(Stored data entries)

-.-.-

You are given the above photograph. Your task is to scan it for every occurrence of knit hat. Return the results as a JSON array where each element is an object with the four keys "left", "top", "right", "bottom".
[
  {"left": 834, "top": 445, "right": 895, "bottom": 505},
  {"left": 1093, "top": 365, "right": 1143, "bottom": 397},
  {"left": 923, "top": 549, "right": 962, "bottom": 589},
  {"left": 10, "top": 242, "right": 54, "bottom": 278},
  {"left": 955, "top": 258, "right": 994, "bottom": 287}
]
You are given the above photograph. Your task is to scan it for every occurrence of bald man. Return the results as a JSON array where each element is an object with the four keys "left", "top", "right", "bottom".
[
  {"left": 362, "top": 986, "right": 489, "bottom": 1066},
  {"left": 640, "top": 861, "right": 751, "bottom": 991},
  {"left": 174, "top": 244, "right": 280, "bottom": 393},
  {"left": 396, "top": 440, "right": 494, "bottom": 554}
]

-.-.-

Description of the task: Would you output every entry exactly as it was written?

Result of this task:
You are given the above photograph. Your task is to scan it for every occurrence of knit hat. Return the results as a JSON array where each element is an object with the four keys "left", "top", "right", "bottom".
[
  {"left": 834, "top": 445, "right": 895, "bottom": 505},
  {"left": 1093, "top": 365, "right": 1143, "bottom": 397},
  {"left": 923, "top": 549, "right": 962, "bottom": 589},
  {"left": 10, "top": 242, "right": 54, "bottom": 278},
  {"left": 955, "top": 258, "right": 994, "bottom": 287}
]
You are given the above photograph. Your task is to scan it for every occurrence of bald man. Return the results as a JSON array where each element is an object with the four keys "left", "top", "right", "bottom".
[
  {"left": 362, "top": 986, "right": 489, "bottom": 1066},
  {"left": 640, "top": 861, "right": 751, "bottom": 991},
  {"left": 174, "top": 244, "right": 280, "bottom": 393},
  {"left": 396, "top": 440, "right": 494, "bottom": 554}
]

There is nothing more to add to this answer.